Texto mostrado:

════════════════════

Pero entendámoslo bien. Lo que se trata de conservar (o de recuperar) es la exigencia de un aliento espiritual; no el contenido, no las modalidades, no las expresiones que este aliento tenía en la Antigüedad pagana, o en la Cristiandad medieval, o en el Renacimiento pagano-cristiano, o en el Antiguo Régimen, o en lo que pudiera quedar de dicho aliento en los primeros tiempos del Nuevo (y actual) Régimen.

De lo que se trata es de la embriagadora (y difícil) tarea de forjar un nuevo aliento, un nuevo espíritu, un nuevo proyecto de mundo que dé sentido, grandeza y belleza al destino de los hombres que, sumidos en la materialidad de la existencia, carecen de un destino fijado por un Dios, expresado en la figura simbólica de un Monarca, plasmado en las normas intangibles de una Tradición.

════════════════════

Datos de señalamiento de regiones
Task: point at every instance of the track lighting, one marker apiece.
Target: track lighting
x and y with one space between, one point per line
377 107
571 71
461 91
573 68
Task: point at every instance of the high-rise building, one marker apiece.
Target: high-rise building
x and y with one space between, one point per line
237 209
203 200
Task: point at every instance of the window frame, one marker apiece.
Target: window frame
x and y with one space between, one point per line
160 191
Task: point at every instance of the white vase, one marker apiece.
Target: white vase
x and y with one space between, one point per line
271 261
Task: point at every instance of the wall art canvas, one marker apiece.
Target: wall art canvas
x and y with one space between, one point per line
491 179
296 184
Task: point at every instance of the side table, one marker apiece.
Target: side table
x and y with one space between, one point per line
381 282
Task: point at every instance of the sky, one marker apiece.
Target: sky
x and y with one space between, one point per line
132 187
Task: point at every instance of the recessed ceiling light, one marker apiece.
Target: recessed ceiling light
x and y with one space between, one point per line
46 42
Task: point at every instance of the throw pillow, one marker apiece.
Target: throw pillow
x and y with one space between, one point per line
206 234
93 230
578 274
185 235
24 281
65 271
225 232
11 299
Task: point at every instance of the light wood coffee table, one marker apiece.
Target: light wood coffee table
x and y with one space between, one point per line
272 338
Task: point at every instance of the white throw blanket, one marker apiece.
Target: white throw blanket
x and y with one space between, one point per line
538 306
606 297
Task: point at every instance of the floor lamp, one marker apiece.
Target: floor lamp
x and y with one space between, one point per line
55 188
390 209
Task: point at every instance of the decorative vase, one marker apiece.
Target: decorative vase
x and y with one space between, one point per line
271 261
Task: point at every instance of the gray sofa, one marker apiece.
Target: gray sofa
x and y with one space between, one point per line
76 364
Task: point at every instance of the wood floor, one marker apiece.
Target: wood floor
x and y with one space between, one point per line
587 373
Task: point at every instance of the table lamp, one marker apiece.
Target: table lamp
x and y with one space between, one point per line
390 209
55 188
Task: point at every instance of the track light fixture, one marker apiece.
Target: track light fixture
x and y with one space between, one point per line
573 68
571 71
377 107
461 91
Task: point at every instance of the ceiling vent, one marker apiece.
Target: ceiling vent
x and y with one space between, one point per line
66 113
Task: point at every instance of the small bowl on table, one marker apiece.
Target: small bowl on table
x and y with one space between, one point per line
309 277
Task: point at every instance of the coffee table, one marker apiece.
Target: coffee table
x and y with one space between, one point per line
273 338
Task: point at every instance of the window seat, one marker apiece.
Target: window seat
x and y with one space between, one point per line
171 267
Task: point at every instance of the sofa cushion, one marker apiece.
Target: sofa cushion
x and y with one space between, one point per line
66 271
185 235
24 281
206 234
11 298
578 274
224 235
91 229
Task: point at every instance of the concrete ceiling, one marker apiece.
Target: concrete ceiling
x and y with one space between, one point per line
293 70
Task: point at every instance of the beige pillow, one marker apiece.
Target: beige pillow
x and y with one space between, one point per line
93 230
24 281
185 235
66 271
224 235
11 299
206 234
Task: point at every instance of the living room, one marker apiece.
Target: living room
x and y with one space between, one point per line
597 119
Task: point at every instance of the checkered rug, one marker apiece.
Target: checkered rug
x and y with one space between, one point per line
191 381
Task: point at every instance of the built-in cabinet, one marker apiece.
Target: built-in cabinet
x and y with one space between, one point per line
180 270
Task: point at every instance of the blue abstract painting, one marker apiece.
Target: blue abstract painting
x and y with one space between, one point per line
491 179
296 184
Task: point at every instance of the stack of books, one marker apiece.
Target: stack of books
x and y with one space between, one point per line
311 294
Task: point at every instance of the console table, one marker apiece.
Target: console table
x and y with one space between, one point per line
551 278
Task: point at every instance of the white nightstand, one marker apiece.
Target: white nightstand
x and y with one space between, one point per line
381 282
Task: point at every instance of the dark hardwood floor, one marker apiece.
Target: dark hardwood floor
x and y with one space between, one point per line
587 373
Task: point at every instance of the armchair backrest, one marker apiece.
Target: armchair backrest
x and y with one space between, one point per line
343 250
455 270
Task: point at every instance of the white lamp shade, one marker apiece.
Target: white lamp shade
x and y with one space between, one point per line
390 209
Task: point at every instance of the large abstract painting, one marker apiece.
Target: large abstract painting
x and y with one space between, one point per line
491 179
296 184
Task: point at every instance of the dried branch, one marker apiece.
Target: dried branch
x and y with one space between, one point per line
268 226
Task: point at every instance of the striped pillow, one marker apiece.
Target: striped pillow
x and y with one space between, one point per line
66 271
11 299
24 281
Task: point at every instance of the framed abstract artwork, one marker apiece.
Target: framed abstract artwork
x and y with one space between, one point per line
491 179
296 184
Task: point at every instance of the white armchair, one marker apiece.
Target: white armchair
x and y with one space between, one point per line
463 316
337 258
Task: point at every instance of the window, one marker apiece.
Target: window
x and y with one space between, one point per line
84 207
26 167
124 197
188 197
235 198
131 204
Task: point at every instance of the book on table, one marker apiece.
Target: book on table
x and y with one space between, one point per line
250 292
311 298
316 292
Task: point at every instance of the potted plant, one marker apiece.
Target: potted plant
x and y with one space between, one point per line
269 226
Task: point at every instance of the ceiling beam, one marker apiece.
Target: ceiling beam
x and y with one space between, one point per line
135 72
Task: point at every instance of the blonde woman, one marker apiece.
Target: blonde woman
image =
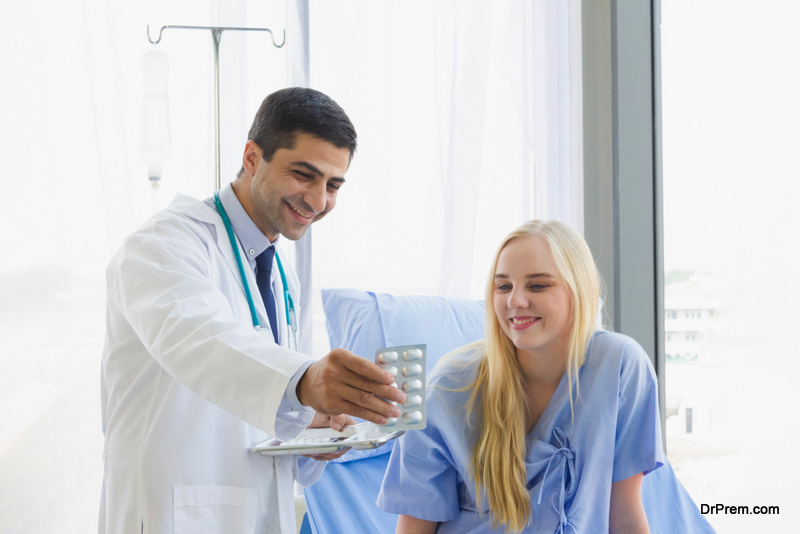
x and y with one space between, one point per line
548 424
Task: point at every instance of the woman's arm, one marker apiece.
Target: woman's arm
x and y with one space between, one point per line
411 525
626 515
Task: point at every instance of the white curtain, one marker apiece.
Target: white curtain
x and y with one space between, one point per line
71 104
489 55
469 122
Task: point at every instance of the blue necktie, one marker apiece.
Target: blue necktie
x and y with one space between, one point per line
263 272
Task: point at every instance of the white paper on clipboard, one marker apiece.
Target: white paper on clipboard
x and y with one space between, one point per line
273 447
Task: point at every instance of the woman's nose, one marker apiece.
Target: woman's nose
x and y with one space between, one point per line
517 299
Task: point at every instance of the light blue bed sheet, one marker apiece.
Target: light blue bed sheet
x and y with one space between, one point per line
343 499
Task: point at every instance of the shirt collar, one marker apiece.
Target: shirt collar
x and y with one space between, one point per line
253 241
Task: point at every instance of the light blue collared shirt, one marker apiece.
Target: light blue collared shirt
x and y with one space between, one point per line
254 243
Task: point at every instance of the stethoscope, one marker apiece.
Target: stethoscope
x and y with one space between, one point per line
291 321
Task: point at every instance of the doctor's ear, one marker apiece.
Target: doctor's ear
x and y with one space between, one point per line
252 157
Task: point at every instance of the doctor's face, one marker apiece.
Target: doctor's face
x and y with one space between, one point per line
298 187
531 300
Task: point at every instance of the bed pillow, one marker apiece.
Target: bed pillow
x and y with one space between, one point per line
363 322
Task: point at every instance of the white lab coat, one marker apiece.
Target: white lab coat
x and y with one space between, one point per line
188 386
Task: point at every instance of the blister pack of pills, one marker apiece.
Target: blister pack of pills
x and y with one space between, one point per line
407 364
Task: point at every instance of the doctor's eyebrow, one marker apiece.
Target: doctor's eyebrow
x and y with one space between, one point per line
316 171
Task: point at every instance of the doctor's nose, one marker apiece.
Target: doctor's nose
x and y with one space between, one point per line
317 198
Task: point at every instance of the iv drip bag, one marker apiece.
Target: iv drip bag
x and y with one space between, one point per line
155 139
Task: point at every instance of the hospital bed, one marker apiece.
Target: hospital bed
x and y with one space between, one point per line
343 499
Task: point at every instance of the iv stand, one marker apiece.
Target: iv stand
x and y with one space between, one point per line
216 35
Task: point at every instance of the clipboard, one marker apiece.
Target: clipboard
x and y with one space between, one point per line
273 447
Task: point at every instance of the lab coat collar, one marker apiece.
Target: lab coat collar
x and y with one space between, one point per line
200 211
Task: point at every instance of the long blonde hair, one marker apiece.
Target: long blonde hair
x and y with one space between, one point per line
498 455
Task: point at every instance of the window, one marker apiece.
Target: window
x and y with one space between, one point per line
730 189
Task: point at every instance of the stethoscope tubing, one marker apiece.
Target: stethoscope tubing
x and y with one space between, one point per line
287 297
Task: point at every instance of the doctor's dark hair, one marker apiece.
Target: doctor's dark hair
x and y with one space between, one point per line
288 112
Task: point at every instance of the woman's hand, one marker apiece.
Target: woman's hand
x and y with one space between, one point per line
411 525
626 515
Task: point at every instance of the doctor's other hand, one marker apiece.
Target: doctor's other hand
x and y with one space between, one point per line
343 383
336 422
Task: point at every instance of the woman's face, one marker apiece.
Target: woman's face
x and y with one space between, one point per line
531 301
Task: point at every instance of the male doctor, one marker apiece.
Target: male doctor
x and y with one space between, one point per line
188 384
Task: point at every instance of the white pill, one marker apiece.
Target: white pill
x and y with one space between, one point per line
387 357
412 385
412 400
412 370
412 354
411 418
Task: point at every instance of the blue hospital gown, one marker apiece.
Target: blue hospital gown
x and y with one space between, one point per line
616 434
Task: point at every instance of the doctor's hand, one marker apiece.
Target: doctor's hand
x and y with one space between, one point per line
336 422
343 383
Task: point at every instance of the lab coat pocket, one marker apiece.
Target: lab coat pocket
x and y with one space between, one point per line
214 509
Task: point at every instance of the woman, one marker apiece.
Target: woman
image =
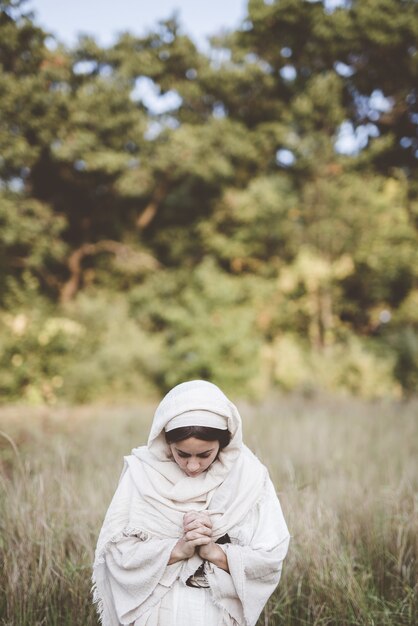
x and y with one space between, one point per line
194 534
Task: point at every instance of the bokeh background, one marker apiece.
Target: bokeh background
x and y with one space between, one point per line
241 208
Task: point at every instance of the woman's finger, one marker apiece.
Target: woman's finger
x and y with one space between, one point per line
197 518
202 530
191 535
197 523
200 541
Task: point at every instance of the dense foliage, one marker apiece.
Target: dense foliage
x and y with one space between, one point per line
248 214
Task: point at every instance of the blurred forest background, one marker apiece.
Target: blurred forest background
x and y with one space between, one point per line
248 214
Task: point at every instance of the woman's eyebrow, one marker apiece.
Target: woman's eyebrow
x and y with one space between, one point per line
199 454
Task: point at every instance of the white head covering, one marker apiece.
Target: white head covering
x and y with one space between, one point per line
154 493
197 418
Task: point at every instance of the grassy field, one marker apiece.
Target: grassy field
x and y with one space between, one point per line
346 472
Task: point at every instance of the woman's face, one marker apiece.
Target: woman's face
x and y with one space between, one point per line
194 456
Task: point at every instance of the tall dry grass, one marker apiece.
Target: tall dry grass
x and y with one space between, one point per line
346 472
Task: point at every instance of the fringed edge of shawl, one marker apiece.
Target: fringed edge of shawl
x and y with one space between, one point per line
100 560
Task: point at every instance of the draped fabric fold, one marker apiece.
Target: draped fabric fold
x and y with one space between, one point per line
131 575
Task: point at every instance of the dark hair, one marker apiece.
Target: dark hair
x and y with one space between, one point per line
204 433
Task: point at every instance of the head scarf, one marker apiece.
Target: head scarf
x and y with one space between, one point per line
154 493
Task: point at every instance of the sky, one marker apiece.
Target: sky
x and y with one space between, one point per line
106 18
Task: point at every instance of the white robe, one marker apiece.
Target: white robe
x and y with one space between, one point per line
148 592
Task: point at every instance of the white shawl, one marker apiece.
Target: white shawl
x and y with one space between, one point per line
154 493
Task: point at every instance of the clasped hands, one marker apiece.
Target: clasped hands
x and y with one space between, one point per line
197 537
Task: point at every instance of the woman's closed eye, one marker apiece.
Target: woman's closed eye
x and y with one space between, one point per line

════════════════════

Lo que se pide: Reproduce sin cambios, por favor, todo lo que va en el texto mostrado desde "Pero entendámoslo bien." hasta "de una Tradición.". Las líneas son un material aparte, independiente del texto mostrado.

Respuesta a la tarea:
Pero entendámoslo bien. Lo que se trata de conservar (o de recuperar) es la exigencia de un aliento espiritual; no el contenido, no las modalidades, no las expresiones que este aliento tenía en la Antigüedad pagana, o en la Cristiandad medieval, o en el Renacimiento pagano-cristiano, o en el Antiguo Régimen, o en lo que pudiera quedar de dicho aliento en los primeros tiempos del Nuevo (y actual) Régimen.

De lo que se trata es de la embriagadora (y difícil) tarea de forjar un nuevo aliento, un nuevo espíritu, un nuevo proyecto de mundo que dé sentido, grandeza y belleza al destino de los hombres que, sumidos en la materialidad de la existencia, carecen de un destino fijado por un Dios, expresado en la figura simbólica de un Monarca, plasmado en las normas intangibles de una Tradición.